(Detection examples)
□ □ □ □ □

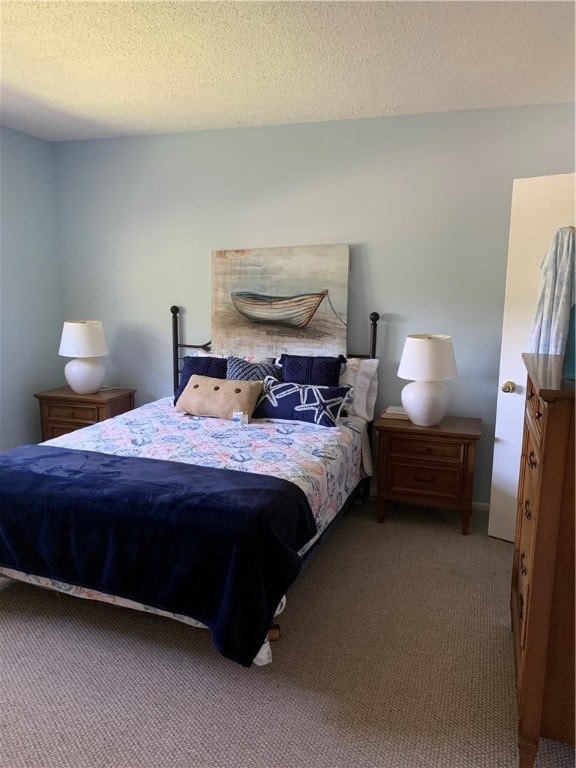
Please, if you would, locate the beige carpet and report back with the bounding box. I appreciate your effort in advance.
[0,504,574,768]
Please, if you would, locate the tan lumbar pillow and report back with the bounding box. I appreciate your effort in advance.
[176,374,262,419]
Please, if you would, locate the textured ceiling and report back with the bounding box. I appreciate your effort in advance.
[0,0,575,140]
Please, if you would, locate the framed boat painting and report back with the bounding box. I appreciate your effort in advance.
[212,245,350,358]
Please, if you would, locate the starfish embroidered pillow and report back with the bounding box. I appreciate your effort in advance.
[252,377,352,427]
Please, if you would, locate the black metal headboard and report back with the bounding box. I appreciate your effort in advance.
[170,305,380,390]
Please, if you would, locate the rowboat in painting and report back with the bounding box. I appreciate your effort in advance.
[230,290,328,328]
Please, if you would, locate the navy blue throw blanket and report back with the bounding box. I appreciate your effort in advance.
[0,445,316,666]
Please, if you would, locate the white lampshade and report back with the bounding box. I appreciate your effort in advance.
[398,333,457,427]
[58,320,109,395]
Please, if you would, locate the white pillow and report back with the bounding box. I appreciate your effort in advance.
[339,357,379,421]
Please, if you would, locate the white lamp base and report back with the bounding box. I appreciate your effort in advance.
[64,357,106,395]
[401,381,448,427]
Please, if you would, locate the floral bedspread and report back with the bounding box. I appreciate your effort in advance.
[46,397,372,554]
[0,397,372,666]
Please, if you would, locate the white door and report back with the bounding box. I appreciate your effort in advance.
[488,173,576,541]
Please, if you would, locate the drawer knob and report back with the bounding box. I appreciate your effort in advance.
[414,475,434,483]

□ □ □ □ □

Go through all of the data above and switch every "bounding box" to "box coordinates", changing nothing else. Give the lines back without the pictures.

▶ **Complete answer**:
Please, if you would, locate the beige carpet and report back with the box coordinates. I appreciate your effort in advance.
[0,504,574,768]
Please, if you would, locate the tan lumbar pillow and report back with the box coordinates. I appreciate your effort in advance.
[176,374,262,419]
Please, if you would, locate the textured ceiling and report back with the box coordinates. I appreciate your effort in advance.
[0,0,575,140]
Please, if you would, locate the framed boat painting and report back with the box coordinates. I appreciate your effort in advance.
[212,245,350,358]
Please, if you would, locate the starfish embroidered pillow and report back with the box coordinates. I appreciate your effort in advance.
[252,377,352,427]
Please, if you would, locate the black metal headboard and report back with the box coordinates. I appreciate your effort in advance.
[170,305,380,390]
Please, if you would, locate the rowboat in painting and report back with the box coordinates. I appreciate your effort in advance.
[230,290,328,328]
Please, if you would, locate the navy blue throw blanket and report back with the box coordinates. I appreciate your effort in advance.
[0,445,316,666]
Please, if you would, locate the white lampshade and report back with the box coordinates. I appreciate your effort in advance.
[398,333,457,427]
[58,320,109,395]
Please, if you would, locate the white pillow and report back with the box coordinates. I appreciate your effort in advance.
[339,357,379,421]
Please, if you would, locate the white lamp base and report back with the box coordinates. I appreciate your effort in advance.
[64,357,106,395]
[401,381,448,427]
Please, if you would, locate the floral bedspread and report back with the box coordinates. I appreciate your effort in advance.
[46,397,372,554]
[0,397,372,666]
Please, if you would, locate the white door and report back with the box coordinates. I appreciate your effort in advance.
[488,173,576,541]
Please, if you would, locate the drawer knob and report back with the box coordinates. I appreciate your effort in advance.
[414,475,434,483]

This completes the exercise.